Data listing:
* begin *
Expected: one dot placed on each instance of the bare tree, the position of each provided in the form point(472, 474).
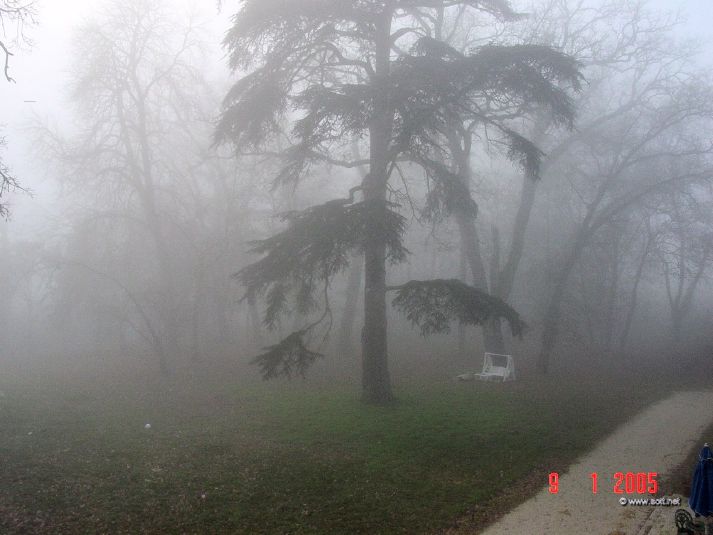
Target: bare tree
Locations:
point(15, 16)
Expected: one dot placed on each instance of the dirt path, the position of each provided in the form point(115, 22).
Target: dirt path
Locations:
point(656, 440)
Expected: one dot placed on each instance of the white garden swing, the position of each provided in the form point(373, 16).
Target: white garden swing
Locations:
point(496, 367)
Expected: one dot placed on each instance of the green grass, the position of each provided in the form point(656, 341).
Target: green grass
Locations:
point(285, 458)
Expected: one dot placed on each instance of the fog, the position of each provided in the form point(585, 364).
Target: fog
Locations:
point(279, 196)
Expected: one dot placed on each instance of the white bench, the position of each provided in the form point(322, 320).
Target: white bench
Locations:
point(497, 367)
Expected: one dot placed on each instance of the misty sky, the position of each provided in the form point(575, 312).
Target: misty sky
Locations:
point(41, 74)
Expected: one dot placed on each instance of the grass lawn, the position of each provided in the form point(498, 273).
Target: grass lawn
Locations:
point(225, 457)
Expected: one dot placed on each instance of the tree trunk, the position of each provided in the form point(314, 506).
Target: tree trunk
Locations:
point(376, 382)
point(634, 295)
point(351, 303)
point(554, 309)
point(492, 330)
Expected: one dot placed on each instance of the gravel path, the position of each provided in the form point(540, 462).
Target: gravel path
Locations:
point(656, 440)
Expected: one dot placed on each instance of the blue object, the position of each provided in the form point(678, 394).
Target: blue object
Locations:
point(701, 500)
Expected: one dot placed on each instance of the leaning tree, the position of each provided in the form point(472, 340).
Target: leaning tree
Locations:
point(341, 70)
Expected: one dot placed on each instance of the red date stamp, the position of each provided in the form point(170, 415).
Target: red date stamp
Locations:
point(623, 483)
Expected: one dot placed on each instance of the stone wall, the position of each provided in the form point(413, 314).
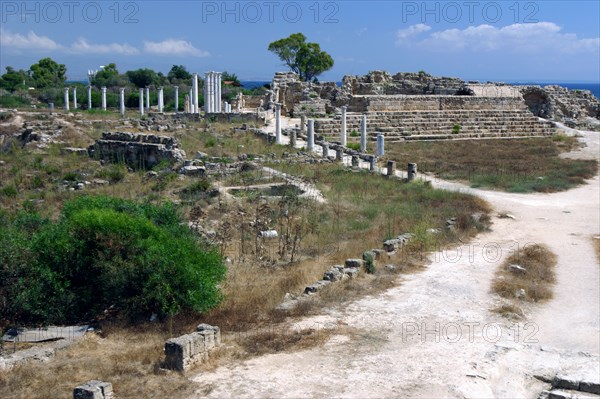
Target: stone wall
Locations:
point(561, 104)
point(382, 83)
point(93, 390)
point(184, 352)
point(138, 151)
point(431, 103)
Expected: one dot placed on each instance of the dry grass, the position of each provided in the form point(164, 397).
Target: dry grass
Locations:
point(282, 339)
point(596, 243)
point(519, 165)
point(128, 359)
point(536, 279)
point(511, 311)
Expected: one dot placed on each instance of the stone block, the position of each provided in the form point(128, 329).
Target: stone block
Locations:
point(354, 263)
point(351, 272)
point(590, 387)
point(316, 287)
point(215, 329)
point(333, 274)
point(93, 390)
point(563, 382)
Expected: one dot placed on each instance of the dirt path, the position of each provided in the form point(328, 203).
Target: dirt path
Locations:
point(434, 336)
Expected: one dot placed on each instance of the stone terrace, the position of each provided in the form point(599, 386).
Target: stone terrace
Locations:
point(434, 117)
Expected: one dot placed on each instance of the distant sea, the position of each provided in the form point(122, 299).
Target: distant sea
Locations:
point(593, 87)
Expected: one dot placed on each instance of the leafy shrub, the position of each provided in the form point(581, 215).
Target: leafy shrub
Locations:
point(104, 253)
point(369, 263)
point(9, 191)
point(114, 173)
* end *
* begin *
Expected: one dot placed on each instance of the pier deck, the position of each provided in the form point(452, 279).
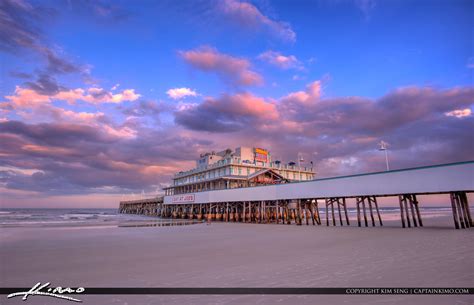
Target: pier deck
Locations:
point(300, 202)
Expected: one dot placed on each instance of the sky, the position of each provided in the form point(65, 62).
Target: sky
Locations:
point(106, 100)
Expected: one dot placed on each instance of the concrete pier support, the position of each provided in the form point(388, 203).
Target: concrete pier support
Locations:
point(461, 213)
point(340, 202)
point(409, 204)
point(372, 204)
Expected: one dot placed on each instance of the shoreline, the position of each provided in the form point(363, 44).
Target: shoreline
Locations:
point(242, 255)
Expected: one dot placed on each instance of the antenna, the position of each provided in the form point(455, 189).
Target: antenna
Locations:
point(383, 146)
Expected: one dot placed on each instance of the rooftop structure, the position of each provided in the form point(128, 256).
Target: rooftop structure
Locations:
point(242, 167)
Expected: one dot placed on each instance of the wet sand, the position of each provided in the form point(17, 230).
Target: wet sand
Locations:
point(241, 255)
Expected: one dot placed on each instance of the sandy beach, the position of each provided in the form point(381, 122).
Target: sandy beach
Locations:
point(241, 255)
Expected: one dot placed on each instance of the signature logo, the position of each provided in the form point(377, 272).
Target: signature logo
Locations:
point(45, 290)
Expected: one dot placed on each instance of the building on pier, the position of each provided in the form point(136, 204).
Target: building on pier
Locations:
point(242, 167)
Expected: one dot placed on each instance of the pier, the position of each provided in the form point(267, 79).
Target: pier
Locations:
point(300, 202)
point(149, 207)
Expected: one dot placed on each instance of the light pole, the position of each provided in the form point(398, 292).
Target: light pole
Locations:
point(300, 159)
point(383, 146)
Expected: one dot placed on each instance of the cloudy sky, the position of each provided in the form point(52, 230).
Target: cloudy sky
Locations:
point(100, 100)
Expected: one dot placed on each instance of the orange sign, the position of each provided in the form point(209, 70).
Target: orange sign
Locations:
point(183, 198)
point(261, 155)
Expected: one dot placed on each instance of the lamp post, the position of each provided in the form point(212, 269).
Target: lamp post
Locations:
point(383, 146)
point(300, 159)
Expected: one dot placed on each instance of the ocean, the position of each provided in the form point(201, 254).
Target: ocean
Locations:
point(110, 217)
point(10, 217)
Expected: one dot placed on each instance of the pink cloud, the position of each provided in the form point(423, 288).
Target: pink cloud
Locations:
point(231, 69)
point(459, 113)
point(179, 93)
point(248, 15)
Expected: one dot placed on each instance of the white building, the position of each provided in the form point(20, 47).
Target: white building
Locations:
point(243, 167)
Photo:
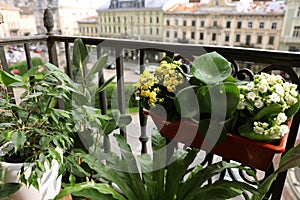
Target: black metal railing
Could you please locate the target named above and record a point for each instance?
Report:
* end *
* begin *
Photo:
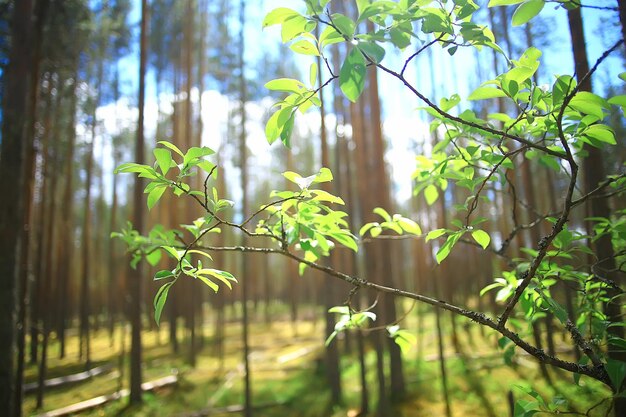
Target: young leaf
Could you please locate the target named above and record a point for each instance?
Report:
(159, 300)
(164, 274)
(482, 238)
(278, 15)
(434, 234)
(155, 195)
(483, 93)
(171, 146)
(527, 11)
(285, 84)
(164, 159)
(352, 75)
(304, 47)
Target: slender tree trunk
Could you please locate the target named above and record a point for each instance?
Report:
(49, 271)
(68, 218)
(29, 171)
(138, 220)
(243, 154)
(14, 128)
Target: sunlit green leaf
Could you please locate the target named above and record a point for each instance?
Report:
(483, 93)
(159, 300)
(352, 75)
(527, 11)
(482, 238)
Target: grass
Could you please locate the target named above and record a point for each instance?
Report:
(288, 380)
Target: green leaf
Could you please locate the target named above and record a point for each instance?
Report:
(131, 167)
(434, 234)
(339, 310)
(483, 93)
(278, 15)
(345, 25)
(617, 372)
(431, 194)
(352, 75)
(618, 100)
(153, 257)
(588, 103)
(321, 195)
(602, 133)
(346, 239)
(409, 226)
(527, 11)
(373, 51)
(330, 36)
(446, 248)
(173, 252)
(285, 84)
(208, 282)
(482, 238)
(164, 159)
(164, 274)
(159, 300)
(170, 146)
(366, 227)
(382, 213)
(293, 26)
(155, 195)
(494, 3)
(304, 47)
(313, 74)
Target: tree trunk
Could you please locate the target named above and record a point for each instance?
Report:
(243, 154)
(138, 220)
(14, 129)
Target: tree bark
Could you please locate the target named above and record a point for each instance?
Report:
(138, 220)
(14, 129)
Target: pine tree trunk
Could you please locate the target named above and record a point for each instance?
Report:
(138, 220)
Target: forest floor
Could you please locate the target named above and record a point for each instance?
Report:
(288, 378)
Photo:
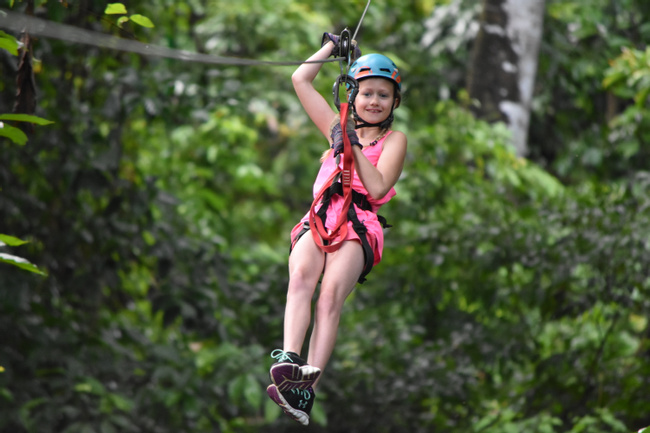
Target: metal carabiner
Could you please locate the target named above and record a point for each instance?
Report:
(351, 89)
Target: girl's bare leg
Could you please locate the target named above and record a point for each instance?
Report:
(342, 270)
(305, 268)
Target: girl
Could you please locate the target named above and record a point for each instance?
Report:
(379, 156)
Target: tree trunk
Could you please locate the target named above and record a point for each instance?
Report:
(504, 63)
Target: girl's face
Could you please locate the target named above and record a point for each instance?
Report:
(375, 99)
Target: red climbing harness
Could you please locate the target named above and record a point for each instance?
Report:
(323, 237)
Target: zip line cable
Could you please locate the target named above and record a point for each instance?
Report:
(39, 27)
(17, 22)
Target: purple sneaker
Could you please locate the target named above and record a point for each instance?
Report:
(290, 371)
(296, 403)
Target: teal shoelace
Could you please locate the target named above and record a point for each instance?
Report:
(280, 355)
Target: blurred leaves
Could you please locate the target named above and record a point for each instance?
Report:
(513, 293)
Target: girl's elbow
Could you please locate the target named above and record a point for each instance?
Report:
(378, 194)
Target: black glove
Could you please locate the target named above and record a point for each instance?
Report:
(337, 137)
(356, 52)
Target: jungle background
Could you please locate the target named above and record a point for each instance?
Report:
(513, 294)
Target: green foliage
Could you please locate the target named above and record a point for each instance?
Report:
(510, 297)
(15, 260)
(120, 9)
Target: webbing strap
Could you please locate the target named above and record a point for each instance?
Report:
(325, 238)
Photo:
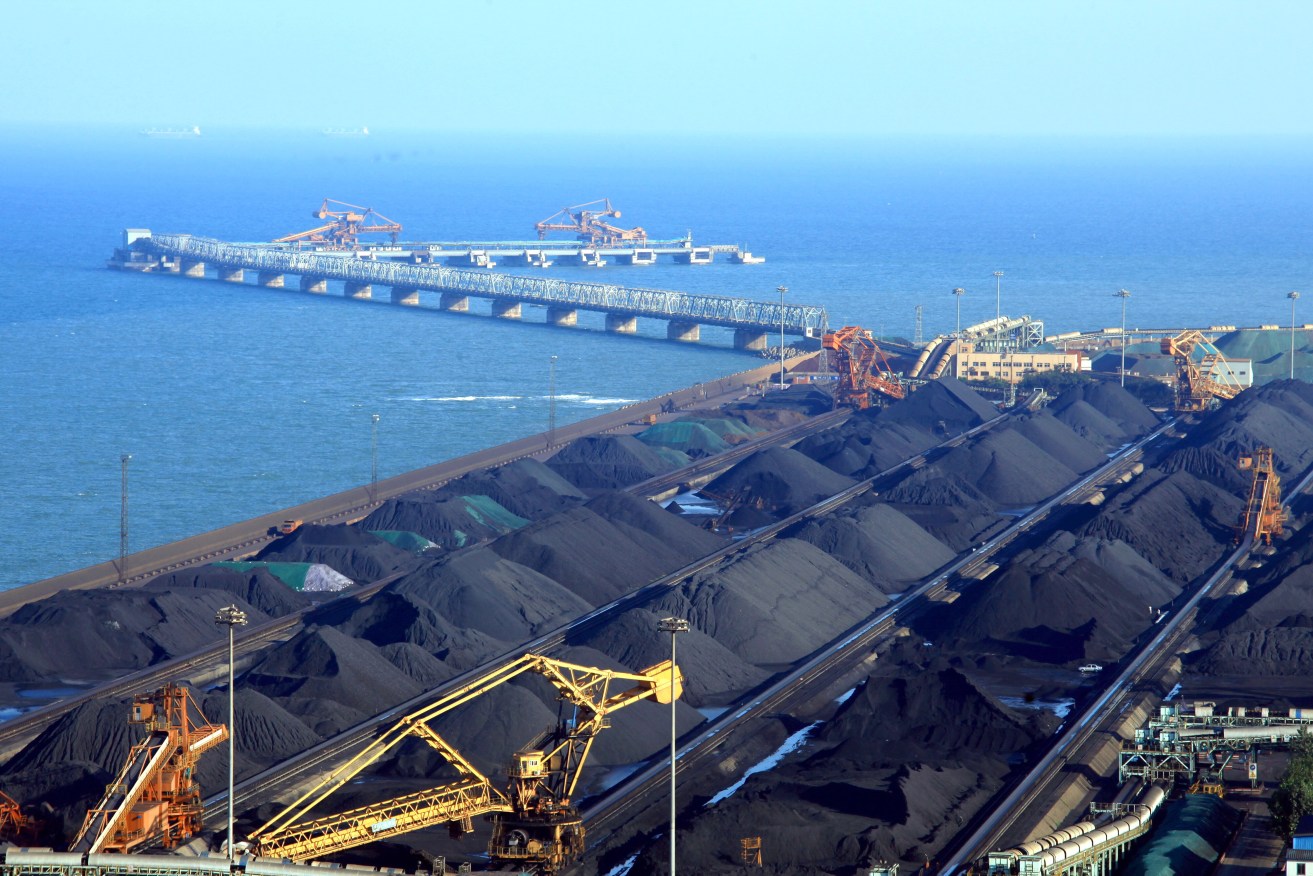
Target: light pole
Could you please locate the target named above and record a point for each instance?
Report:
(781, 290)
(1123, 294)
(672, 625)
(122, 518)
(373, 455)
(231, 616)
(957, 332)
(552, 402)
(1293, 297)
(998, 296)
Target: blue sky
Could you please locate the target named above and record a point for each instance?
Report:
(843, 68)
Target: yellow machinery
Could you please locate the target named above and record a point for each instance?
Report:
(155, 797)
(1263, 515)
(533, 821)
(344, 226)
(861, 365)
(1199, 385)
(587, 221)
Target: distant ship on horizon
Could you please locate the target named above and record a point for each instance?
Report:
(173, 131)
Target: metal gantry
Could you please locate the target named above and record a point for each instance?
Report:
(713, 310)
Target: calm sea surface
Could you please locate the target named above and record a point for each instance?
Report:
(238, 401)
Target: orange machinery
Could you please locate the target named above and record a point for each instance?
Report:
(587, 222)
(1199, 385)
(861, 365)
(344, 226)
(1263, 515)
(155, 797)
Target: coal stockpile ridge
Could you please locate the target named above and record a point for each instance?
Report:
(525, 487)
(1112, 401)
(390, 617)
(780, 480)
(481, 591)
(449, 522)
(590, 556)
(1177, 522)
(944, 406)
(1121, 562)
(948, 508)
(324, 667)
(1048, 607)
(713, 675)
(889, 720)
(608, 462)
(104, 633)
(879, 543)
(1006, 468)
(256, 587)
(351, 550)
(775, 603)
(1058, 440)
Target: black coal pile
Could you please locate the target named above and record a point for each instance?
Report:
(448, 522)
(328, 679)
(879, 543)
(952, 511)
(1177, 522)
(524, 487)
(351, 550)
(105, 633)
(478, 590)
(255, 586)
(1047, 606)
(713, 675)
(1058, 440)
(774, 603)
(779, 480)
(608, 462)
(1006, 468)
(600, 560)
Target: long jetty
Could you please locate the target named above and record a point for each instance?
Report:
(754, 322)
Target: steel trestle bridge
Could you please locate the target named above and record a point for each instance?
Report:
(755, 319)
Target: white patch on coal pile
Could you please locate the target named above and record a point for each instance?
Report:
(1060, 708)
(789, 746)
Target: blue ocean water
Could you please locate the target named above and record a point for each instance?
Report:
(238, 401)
* end *
Required task:
Edit the listing lines from the one containing "form point(115, 22)." up to and including the one containing "point(496, 367)", replacing "dirt path" with "gravel path" and changing nothing else. Give back only those lines.

Solution for this task:
Expected: one dot placed on each instance of the gravel path, the position of each provided in the form point(115, 22).
Target: gravel path
Locations:
point(656, 440)
Expected: one dot placed on each instance of the white garden swing, the position of each provided in the form point(373, 16).
Target: white garden swing
Locations:
point(496, 367)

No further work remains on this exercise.